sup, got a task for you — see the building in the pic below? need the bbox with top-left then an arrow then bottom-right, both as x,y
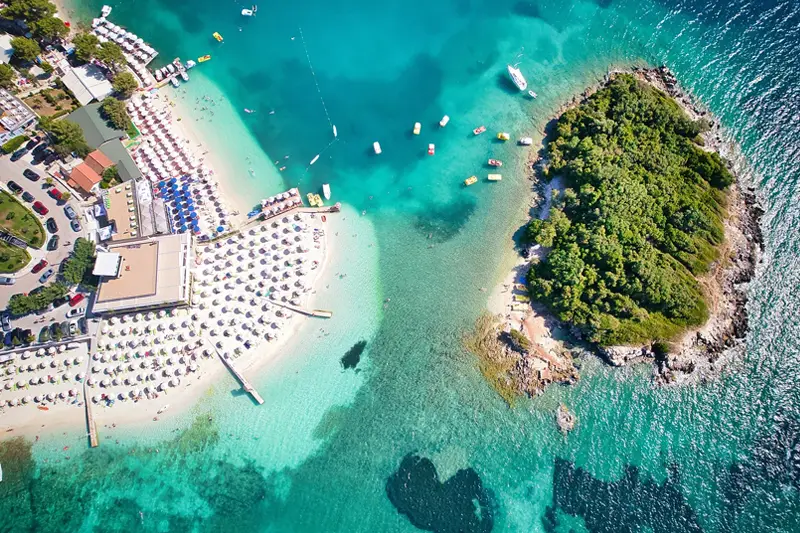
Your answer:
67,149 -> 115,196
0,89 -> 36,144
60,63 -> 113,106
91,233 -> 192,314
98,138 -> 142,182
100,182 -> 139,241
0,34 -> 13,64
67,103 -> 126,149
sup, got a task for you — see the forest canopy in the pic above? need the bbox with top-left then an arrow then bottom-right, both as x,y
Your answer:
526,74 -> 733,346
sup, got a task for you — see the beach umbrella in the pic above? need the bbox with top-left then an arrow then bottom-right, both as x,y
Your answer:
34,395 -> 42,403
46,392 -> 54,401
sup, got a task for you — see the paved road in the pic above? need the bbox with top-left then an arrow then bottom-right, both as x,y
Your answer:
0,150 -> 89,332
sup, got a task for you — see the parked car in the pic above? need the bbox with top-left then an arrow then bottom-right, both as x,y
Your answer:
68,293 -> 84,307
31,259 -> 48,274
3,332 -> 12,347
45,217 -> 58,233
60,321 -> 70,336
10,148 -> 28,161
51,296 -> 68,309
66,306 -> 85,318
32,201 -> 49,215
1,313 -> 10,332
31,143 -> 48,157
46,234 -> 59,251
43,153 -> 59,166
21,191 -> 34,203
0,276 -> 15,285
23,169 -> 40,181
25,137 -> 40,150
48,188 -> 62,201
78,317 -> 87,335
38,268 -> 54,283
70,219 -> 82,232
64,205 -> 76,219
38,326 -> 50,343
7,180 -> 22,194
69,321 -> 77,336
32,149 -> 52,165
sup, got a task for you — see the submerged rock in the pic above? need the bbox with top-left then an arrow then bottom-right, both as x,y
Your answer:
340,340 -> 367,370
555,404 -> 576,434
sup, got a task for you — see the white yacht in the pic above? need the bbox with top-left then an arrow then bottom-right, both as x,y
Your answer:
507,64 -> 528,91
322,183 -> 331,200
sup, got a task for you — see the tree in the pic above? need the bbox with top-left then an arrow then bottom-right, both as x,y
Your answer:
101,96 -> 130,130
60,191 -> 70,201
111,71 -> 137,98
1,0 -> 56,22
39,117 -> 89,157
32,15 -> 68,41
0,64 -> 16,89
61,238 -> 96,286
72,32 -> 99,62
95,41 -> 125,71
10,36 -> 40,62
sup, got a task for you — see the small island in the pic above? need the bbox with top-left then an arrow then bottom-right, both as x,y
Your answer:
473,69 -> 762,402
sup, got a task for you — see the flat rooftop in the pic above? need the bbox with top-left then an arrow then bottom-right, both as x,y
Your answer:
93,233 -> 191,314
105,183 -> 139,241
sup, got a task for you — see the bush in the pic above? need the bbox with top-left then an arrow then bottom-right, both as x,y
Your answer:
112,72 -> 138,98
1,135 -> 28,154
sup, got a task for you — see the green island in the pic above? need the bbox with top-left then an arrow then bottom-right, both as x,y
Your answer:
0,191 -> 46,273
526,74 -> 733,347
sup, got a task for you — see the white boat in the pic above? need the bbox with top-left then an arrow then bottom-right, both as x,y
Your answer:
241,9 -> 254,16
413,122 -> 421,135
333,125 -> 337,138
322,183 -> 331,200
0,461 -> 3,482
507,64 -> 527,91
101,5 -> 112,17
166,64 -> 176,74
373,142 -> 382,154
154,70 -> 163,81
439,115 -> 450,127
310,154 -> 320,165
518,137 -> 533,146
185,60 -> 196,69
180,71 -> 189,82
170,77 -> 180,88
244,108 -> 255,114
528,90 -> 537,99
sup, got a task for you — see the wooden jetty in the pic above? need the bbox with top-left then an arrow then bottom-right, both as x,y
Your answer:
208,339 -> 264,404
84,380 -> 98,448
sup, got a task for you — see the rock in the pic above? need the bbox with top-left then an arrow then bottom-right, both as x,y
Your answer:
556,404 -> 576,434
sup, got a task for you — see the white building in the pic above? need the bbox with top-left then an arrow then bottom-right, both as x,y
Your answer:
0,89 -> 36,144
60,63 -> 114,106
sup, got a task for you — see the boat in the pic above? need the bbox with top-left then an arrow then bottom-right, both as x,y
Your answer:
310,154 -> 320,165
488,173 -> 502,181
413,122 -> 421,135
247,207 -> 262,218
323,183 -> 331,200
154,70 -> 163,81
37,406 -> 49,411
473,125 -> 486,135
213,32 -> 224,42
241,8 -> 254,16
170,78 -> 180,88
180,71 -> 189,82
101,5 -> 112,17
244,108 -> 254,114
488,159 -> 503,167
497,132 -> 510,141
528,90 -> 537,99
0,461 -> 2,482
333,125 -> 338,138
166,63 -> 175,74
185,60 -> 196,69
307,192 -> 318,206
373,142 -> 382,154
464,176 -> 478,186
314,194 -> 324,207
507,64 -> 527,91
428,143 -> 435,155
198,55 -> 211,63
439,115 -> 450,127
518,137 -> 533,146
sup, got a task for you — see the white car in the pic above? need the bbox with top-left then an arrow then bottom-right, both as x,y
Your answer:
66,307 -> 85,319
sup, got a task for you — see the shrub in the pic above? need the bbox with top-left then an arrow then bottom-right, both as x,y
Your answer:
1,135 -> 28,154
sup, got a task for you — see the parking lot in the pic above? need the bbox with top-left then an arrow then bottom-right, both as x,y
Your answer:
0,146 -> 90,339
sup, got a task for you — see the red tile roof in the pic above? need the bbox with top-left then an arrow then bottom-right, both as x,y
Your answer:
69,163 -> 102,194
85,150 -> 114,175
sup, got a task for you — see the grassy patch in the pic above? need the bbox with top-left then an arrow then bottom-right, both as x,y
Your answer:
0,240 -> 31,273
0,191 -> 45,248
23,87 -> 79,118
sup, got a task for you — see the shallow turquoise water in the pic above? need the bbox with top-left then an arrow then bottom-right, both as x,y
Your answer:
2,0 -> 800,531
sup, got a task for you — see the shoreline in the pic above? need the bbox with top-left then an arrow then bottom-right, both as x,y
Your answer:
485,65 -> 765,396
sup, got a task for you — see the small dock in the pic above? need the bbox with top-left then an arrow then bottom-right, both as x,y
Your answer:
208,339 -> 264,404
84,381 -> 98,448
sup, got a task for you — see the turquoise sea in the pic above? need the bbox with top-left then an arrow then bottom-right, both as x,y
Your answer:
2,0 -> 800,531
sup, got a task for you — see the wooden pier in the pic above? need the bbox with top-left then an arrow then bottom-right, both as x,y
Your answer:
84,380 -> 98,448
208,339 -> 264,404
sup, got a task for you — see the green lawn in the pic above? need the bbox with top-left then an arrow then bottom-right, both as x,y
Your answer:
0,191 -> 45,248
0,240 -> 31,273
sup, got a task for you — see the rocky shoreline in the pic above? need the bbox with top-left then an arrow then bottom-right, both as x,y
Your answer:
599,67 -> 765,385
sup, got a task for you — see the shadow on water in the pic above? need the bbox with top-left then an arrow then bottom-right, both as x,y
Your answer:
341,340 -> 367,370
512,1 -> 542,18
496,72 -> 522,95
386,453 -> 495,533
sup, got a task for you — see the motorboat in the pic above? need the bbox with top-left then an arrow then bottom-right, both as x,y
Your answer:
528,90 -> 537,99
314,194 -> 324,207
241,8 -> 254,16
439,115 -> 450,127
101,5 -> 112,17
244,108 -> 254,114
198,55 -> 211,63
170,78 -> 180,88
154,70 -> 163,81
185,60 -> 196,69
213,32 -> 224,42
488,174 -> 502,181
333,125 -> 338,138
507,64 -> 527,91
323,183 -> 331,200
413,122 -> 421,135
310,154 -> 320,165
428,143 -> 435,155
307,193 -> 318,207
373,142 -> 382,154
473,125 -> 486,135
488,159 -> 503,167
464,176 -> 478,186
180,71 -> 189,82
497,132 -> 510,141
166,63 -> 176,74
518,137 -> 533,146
******************************
▸ Problem statement
Count how many lines of the listing above include the word "building", then reply with that count and no other text.

▸ Solution to this task
2